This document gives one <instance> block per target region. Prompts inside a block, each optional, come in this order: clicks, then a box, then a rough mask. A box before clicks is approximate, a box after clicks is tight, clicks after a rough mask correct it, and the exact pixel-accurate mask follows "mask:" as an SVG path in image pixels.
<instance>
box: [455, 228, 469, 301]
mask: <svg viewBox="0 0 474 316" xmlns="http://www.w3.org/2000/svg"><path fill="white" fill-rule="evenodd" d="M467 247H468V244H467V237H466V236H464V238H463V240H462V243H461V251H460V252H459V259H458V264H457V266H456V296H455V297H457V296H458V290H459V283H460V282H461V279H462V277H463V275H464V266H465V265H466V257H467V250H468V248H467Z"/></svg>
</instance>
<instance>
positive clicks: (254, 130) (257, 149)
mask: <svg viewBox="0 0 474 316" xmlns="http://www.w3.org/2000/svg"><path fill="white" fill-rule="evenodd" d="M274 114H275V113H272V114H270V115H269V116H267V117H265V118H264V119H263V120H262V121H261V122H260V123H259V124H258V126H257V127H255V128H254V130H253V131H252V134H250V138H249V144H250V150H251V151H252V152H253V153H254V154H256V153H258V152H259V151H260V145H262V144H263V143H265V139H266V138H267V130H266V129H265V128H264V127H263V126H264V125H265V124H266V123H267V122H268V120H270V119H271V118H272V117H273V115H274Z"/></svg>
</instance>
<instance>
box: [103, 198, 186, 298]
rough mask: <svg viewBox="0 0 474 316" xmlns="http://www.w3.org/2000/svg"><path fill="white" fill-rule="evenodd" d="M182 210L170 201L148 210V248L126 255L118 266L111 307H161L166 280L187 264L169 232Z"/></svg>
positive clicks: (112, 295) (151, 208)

....

WORK REQUEST » Reproduce the entire listing word for word.

COMPLETED TASK »
This document gives one <instance> block per target region. Prompts inside a block, each optional, come in this order: clicks, then a box, then a rough mask. A box before clicks is approximate, a box after clicks is tight, clicks after a rough mask correct it, and the exact pixel-accurate mask follows "mask:" as an SVG path in image pixels.
<instance>
box: [455, 228, 469, 301]
mask: <svg viewBox="0 0 474 316" xmlns="http://www.w3.org/2000/svg"><path fill="white" fill-rule="evenodd" d="M467 247H468V244H467V237H466V236H464V238H463V240H462V243H461V251H460V252H459V259H458V264H457V266H456V296H455V297H457V296H458V290H459V283H460V282H461V279H462V277H463V275H464V266H465V265H466V257H467V250H468V248H467Z"/></svg>
</instance>
<instance>
positive clicks: (254, 130) (257, 149)
mask: <svg viewBox="0 0 474 316" xmlns="http://www.w3.org/2000/svg"><path fill="white" fill-rule="evenodd" d="M274 114H275V113H272V114H270V115H269V116H267V117H265V118H264V119H263V120H262V121H261V122H260V123H259V124H258V126H257V127H255V128H254V130H253V131H252V134H250V138H249V144H250V150H251V151H252V152H253V153H254V154H256V153H258V152H259V151H260V145H262V144H263V143H265V139H266V138H267V130H266V129H265V128H264V127H263V126H264V125H265V124H266V123H267V122H268V120H270V119H271V118H272V117H273V115H274Z"/></svg>
</instance>
<instance>
box: [103, 198, 186, 298]
rough mask: <svg viewBox="0 0 474 316" xmlns="http://www.w3.org/2000/svg"><path fill="white" fill-rule="evenodd" d="M182 210L170 201L148 210V248L126 255L118 266L111 307H161L166 280L187 264L169 232Z"/></svg>
positive clicks: (112, 295) (151, 208)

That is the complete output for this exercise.